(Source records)
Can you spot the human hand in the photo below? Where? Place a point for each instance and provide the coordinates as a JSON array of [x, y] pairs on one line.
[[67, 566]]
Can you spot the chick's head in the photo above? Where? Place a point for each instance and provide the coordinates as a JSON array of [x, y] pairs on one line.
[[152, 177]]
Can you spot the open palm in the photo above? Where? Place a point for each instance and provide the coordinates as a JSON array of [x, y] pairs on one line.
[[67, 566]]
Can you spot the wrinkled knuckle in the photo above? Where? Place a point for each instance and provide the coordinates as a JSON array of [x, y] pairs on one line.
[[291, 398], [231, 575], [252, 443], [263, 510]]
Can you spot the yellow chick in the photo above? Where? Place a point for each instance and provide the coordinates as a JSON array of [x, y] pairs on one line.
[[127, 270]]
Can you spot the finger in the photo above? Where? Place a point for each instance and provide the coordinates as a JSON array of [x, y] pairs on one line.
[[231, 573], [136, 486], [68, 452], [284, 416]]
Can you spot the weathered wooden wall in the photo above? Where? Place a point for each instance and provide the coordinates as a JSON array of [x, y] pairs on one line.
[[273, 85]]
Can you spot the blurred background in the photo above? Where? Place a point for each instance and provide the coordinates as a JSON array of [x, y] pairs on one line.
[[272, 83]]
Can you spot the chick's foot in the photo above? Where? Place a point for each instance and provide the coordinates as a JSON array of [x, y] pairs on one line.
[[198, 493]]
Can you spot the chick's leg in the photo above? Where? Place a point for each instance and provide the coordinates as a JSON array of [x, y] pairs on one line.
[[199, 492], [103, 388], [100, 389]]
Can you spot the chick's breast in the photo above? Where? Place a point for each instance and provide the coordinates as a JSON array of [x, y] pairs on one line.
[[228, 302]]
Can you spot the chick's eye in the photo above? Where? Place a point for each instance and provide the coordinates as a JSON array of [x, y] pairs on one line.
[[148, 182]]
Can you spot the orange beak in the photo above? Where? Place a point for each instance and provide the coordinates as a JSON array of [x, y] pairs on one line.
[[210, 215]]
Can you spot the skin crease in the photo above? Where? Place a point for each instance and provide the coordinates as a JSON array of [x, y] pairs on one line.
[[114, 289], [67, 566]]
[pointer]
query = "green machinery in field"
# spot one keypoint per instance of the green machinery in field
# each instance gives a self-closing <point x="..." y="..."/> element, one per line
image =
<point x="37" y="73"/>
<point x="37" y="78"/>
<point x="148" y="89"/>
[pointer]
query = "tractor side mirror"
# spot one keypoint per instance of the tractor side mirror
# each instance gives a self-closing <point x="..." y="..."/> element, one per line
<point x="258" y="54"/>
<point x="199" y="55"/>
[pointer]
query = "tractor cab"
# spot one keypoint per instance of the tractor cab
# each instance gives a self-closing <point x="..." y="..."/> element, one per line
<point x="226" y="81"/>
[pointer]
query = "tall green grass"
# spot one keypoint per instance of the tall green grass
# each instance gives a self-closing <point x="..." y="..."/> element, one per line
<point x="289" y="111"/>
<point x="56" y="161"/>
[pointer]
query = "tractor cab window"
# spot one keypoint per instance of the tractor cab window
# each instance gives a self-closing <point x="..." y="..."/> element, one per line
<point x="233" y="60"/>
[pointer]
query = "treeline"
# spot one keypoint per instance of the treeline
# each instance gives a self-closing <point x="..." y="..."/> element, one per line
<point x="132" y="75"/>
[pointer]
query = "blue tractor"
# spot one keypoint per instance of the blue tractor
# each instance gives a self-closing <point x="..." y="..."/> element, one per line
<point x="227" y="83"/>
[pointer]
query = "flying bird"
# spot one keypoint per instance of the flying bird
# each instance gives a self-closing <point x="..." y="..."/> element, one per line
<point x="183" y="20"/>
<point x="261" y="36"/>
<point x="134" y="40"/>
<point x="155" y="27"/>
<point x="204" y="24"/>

---

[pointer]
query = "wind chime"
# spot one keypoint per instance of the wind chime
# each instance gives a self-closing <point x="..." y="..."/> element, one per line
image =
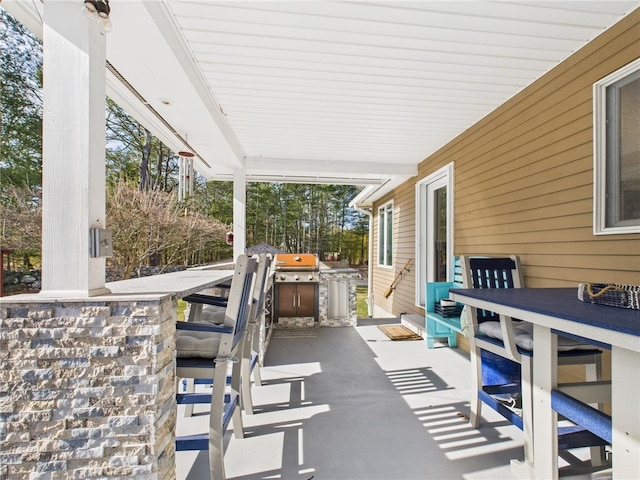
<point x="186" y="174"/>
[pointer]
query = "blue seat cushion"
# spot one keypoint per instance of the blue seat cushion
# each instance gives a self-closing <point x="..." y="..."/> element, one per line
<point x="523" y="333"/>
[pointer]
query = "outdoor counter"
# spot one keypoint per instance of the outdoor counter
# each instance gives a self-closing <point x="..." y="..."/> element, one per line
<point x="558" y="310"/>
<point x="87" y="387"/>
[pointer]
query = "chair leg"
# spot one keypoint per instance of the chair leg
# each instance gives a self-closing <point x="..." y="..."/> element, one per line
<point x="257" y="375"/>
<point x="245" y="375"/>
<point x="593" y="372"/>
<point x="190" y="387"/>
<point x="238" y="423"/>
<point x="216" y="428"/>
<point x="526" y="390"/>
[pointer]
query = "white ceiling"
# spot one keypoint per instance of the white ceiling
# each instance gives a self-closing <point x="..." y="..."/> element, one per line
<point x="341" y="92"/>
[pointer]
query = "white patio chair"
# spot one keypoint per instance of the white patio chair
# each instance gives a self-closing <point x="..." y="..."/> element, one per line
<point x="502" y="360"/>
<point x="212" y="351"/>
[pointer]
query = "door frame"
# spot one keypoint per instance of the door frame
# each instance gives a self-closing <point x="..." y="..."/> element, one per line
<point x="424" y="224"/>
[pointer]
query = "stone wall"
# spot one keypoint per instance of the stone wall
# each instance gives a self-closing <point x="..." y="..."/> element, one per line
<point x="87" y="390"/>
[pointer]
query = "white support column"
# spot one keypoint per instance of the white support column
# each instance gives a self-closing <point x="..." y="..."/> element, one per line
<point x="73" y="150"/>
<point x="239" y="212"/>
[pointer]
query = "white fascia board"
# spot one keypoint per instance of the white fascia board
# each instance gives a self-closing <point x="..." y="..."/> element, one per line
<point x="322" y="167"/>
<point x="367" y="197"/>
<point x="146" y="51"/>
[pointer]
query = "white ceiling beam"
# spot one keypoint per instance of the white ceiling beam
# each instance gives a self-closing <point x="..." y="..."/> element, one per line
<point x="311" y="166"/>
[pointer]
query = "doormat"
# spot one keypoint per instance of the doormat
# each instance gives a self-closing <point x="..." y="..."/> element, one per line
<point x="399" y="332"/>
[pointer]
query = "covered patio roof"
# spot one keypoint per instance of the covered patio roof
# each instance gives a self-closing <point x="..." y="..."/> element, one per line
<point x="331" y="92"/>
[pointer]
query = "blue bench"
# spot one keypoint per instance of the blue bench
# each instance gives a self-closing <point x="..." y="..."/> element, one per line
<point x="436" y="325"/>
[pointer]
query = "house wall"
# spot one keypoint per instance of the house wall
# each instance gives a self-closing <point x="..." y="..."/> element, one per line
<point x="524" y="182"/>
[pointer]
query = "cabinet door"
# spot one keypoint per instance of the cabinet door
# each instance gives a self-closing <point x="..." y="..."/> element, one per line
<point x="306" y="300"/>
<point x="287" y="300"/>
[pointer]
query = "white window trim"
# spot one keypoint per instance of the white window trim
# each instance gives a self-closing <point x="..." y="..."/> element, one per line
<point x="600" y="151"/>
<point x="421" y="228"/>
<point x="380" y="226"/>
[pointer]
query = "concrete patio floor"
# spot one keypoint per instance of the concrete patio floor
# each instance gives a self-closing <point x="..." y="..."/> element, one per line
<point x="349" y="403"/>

*Task requirements*
Among the lines of the data, which ones contain the word "bench"? Show them.

*Answer to this exercise*
query = "blue bench"
# spot one keypoint per instance of the blue bench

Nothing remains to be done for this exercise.